■ DATA SUPPLIED
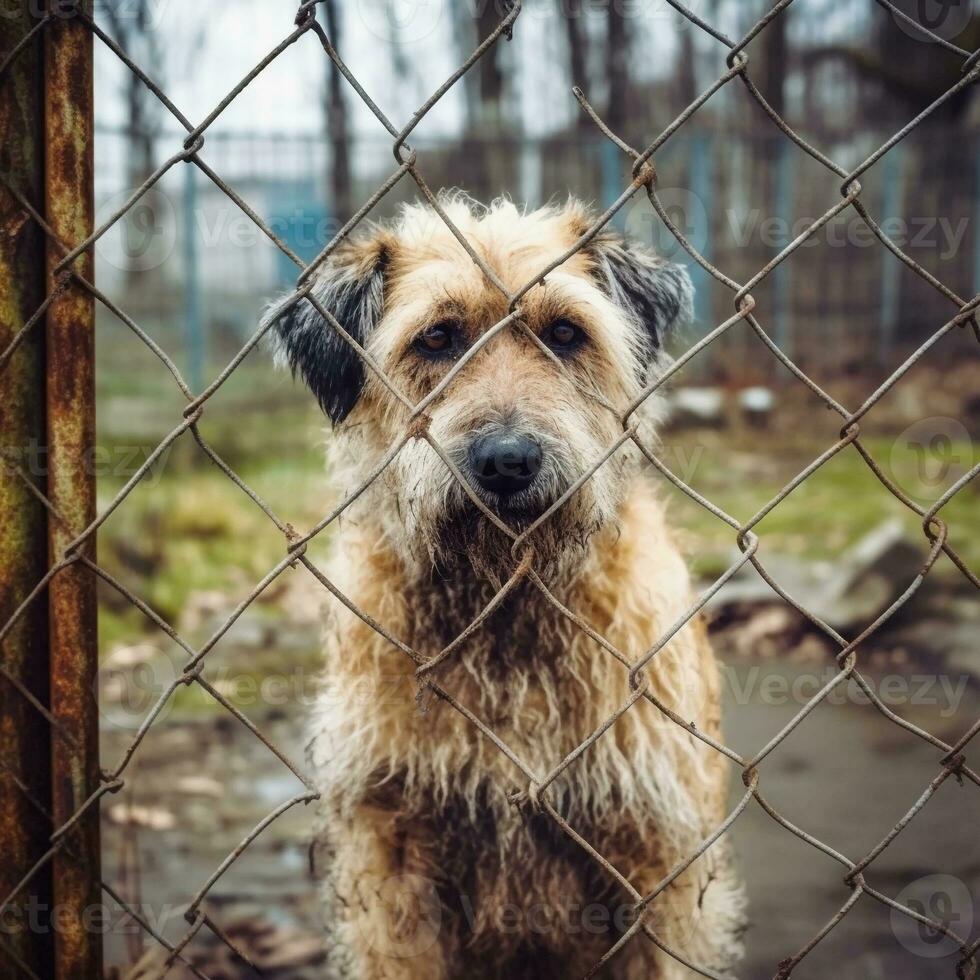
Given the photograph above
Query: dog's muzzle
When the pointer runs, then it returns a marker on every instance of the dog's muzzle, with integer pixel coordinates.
(504, 462)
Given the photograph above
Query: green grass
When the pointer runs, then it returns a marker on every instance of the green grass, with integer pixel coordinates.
(826, 514)
(187, 530)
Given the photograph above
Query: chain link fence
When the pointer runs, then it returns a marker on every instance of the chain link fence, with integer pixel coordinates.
(69, 853)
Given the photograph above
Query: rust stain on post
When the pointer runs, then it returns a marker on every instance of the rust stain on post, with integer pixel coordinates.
(70, 362)
(24, 736)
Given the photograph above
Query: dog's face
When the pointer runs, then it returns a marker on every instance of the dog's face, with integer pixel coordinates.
(520, 421)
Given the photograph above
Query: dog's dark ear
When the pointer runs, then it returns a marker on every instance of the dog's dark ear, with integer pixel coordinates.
(659, 294)
(349, 286)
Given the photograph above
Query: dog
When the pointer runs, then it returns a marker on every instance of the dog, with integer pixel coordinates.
(436, 855)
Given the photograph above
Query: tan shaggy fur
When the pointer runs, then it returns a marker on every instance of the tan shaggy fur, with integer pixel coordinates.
(428, 869)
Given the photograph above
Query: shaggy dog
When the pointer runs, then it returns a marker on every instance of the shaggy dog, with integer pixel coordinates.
(432, 866)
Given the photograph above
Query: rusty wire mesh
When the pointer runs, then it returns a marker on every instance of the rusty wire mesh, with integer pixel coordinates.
(950, 760)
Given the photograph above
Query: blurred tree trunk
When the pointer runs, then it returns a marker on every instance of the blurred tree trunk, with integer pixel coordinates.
(338, 133)
(130, 25)
(490, 108)
(578, 71)
(772, 78)
(617, 67)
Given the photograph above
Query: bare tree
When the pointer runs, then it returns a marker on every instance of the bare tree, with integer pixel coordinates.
(578, 69)
(337, 123)
(617, 65)
(129, 22)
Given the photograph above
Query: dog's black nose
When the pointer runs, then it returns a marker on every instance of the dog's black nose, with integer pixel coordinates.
(505, 463)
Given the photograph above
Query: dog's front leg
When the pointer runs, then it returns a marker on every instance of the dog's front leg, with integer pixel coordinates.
(385, 916)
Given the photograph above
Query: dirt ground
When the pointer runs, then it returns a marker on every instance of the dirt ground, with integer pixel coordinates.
(846, 775)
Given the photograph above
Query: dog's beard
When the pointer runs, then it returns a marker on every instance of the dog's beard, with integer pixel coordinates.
(464, 536)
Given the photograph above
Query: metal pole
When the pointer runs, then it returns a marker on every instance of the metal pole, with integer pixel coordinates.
(192, 284)
(69, 206)
(893, 199)
(25, 775)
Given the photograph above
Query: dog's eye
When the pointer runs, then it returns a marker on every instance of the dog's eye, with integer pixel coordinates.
(563, 336)
(437, 340)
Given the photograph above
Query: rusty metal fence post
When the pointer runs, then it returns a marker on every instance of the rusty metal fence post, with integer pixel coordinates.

■ TO DO
Give the preceding data back exactly, minus every picture.

■ EXPECTED ANSWER
Given the photograph above
Query: dog's muzzle
When the pointer runs, then it returns a marker on every instance of the dog's muzzle, with integer pixel coordinates.
(504, 462)
Given the photograph above
Query: green grass
When the pointer runs, then it returns a marker on every instance of the green grass, with integer pixel coordinates.
(826, 514)
(187, 530)
Given the photograph above
Query: chain link fence
When the pointer runs, then it returns a marker on every instance of the chain link fence, with integer pixel coordinates.
(69, 853)
Given the photograph above
Query: rust stain on post
When the pointer runs, then it returns a marker on every instance of the rust stain on post, with integer pixel coordinates.
(70, 362)
(24, 736)
Given the photograph above
Query: dog's face
When the pointer runs, then it returns a marker on every instance of the dog's face, with integer pixel coordinates.
(520, 421)
Given the photograph above
Query: dog's dark ear
When the pointer runs, then it returns a marker on every instance of the dog's dark ear, with integer pixel coordinates.
(659, 294)
(349, 286)
Given the photograph above
Query: dog
When the pointer runs, then it returns a marker on every instance of the dog, with integer pixel coordinates.
(436, 855)
Given the photograph above
Query: tan shaggy fur
When the pointer runs, then it returns a marker on every instance of the tan shaggy fur, with integer pixel coordinates.
(428, 869)
Given the photograph above
Query: shaggy dog
When the pointer runs, then it returns a marker on every instance of the shaggy dog, with integer pixel coordinates.
(432, 866)
Given the photograph above
Query: rusty wire mesh
When the pointer runs, then it returns a marker on every instance of the rusty wire mesh, with integer pixel coordinates.
(950, 760)
Given the photograph above
Query: blurred tree trunk
When the pointer runs, then it returns a marker on every instance of the blurred tree trunk, with integer pixel coordinates.
(338, 133)
(130, 25)
(490, 108)
(578, 71)
(772, 78)
(617, 67)
Given the photograph above
Query: bare tree
When the pointer runs, then it returns a marker on every instance of the bare tree, with integer pixel coordinates.
(578, 69)
(337, 123)
(617, 65)
(129, 22)
Given the photograph above
Query: dog's black nose
When the pointer runs, then it returns a marker on every instance of the dog's black nose, with integer pixel coordinates.
(505, 463)
Given the photograph above
Query: dog's front leg
When the pointer runs, then it returns a marker on every instance of the dog's front leg, with integer pixel coordinates.
(385, 916)
Given the photograph above
Query: dirt ground
When the pointer runs, then it returns a marker on every instance of the dirt ground, with integer pixel coordinates.
(846, 775)
Given the photograph above
Query: dog's beard
When the pointer runs, then it returns a marker on every instance of the dog's beard, with integer pixel coordinates.
(464, 536)
Given the photograph above
Query: metal pole
When the pointer runs, then it returns a marker on every instance of the metal pole, with integer pixel coordinates.
(192, 284)
(69, 206)
(893, 199)
(25, 775)
Given the photograph above
Query: dog's eye
When the pointer runs, then it returns a marker on every instance of the dog's eye, with integer pixel coordinates.
(563, 336)
(437, 340)
Given the photograph above
Query: rusty metal fence post
When the pointer runs, then it returns a marker on every instance of the rusty metal fence post, with integer pixel coordinates.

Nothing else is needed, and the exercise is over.